───── Data supplied

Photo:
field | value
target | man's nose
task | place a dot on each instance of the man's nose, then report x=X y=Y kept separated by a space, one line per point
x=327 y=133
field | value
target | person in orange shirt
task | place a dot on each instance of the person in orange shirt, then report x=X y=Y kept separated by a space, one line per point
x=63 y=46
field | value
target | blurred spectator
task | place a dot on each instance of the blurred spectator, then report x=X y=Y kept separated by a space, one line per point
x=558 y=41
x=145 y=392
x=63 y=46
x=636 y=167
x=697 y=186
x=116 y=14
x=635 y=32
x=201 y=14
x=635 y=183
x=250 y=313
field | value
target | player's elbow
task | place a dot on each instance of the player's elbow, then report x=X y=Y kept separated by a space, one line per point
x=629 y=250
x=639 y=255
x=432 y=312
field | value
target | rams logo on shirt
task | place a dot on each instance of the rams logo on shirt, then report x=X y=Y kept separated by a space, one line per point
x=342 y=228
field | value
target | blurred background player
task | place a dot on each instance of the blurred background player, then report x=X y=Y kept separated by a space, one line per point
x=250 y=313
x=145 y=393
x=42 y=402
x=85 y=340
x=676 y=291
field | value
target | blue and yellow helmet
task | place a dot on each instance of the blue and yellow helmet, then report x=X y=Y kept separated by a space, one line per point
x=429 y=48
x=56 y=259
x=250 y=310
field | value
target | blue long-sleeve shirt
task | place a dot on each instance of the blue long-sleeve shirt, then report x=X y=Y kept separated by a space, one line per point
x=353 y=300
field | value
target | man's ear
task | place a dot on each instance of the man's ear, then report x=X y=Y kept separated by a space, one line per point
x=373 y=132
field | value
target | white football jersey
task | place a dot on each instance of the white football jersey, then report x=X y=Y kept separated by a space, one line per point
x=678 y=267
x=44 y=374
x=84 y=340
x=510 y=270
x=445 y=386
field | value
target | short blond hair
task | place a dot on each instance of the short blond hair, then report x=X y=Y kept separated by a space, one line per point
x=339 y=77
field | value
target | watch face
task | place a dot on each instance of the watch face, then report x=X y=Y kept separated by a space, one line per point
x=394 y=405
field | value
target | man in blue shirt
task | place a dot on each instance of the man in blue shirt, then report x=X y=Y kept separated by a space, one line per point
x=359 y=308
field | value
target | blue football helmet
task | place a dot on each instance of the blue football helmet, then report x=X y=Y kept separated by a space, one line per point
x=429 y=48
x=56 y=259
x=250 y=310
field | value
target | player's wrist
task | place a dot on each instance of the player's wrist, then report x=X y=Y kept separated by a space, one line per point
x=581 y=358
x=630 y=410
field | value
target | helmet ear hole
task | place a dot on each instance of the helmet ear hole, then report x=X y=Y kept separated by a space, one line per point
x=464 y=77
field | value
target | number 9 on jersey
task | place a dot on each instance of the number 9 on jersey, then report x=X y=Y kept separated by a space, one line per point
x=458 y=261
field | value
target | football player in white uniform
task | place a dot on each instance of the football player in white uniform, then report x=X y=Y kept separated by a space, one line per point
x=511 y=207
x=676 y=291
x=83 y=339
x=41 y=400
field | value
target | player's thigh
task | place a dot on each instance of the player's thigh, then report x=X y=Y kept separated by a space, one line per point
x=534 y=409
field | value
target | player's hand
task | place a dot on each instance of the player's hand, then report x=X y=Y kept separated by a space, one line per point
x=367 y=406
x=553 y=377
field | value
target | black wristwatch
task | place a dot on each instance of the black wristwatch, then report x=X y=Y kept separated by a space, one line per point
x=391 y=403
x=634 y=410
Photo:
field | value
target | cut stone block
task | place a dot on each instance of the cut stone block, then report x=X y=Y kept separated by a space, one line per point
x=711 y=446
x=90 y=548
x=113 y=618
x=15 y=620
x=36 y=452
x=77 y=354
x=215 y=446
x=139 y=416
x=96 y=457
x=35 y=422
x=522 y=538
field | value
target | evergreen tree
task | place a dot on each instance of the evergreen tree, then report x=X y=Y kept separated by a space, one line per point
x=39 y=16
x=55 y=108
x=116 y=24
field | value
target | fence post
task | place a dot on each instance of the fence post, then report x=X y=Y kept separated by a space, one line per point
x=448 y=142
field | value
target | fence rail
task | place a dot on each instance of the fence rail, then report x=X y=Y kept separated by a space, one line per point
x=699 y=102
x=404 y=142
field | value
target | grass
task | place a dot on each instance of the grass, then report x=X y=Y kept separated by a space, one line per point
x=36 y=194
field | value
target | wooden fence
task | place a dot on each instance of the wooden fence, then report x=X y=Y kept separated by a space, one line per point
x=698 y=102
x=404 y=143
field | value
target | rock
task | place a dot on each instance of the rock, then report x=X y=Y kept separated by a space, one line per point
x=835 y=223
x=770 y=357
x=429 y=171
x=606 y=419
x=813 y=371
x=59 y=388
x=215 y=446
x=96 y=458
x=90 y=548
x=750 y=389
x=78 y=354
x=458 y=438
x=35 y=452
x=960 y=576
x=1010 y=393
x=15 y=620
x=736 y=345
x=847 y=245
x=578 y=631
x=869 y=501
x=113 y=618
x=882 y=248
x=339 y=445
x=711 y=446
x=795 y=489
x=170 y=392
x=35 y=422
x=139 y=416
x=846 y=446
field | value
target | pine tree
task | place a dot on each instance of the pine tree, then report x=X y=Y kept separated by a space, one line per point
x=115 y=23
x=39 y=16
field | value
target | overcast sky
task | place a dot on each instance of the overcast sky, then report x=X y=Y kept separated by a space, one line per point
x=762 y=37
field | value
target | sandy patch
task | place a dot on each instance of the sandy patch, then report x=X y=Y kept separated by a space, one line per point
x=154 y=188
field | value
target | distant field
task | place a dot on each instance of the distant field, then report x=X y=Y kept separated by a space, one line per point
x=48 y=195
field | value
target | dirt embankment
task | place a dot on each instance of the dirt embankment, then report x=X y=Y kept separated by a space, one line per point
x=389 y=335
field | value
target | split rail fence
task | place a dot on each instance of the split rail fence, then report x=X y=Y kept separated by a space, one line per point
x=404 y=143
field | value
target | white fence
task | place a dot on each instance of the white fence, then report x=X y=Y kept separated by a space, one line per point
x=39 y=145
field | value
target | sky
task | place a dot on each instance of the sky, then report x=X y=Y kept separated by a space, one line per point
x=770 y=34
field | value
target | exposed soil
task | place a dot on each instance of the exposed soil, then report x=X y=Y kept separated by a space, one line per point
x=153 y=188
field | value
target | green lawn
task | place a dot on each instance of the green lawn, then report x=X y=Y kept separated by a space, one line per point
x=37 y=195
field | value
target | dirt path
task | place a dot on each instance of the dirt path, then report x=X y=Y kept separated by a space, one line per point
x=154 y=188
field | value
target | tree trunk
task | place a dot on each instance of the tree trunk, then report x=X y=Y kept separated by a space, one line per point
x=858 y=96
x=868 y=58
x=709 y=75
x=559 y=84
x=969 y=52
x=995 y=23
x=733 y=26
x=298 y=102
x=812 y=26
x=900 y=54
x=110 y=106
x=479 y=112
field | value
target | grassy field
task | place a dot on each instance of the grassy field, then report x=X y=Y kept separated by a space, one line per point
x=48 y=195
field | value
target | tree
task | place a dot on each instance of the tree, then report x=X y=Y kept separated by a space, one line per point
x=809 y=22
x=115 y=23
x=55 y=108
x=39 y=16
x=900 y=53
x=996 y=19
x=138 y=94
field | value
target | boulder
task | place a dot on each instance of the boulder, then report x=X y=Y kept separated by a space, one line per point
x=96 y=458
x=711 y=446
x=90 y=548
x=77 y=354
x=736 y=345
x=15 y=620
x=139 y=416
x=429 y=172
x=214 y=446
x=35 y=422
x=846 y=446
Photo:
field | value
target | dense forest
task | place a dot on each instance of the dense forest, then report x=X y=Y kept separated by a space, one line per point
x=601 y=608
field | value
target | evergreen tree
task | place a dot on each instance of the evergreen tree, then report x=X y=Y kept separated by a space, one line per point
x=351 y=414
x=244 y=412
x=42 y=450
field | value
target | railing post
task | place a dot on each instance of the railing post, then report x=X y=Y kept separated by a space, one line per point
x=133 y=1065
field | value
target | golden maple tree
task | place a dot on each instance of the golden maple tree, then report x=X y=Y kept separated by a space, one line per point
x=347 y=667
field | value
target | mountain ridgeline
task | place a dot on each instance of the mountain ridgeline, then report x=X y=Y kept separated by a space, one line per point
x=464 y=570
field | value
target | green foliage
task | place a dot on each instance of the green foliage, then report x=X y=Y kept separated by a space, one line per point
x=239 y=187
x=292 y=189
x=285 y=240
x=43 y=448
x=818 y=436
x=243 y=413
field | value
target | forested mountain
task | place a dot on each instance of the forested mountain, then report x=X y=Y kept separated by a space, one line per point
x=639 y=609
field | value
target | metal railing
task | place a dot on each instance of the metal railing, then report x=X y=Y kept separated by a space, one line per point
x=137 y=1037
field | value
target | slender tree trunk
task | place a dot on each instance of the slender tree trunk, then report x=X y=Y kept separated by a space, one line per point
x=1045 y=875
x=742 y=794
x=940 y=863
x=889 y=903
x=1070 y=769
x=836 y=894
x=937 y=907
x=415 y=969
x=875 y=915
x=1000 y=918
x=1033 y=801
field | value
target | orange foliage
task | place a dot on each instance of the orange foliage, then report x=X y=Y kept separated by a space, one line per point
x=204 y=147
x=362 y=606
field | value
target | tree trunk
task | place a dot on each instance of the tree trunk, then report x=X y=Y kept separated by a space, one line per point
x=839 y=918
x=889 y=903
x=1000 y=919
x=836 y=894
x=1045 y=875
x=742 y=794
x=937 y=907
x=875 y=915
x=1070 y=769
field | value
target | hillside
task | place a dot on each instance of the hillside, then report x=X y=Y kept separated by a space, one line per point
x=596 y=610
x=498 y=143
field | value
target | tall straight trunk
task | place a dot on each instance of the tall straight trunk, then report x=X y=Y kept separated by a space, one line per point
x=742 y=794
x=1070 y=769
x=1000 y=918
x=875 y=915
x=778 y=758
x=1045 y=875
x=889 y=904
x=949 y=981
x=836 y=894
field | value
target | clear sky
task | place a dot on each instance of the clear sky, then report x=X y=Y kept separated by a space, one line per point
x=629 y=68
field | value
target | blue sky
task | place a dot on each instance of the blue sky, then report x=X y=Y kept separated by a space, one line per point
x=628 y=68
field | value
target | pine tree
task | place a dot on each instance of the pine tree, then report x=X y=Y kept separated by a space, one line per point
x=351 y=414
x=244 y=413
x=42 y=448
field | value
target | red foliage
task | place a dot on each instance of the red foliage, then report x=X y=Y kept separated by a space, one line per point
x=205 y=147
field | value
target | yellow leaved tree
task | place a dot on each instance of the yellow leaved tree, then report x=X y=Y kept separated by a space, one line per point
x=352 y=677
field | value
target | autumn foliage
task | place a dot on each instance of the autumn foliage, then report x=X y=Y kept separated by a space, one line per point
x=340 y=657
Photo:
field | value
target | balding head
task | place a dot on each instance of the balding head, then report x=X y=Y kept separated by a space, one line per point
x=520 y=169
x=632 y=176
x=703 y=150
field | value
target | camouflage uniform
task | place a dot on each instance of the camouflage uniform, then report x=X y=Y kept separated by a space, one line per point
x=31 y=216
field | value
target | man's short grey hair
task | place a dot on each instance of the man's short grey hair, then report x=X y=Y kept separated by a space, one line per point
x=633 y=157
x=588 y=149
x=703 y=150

──────────

— Exercise —
Beginning with the line containing "target | tall straight trunk" in the material above, copy every line exactly until you have copied the line containing "target | clear sky".

— Solution for this problem —
target | tall straight trunk
task | place a dot on each instance of the tall straight trunk, then report x=X y=Y kept separated by a space, one line per point
x=742 y=794
x=1070 y=769
x=1000 y=918
x=875 y=915
x=778 y=758
x=1045 y=875
x=889 y=904
x=949 y=981
x=836 y=894
field | value
target | clear sky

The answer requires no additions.